## Short task
In the entries from the start up to and including the line containing "point(897, 454)", swap "shadow" for "reflection" and write those lines out again with nothing else changed.
[start of Records to use]
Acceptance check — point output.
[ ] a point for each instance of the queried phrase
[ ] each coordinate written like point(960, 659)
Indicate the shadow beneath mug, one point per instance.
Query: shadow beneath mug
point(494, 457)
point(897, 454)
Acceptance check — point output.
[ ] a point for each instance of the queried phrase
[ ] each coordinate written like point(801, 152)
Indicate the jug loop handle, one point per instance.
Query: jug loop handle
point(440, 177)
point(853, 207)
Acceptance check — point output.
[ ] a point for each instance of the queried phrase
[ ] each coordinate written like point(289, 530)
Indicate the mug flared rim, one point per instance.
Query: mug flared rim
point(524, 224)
[end of Records to use]
## Complete output
Acceptance check — point output.
[ ] a point for each instance of the queried phrase
[ ] each coordinate written like point(960, 659)
Indicate the reflection beneath mug, one point per instance.
Query: reflection beneath mug
point(494, 457)
point(897, 454)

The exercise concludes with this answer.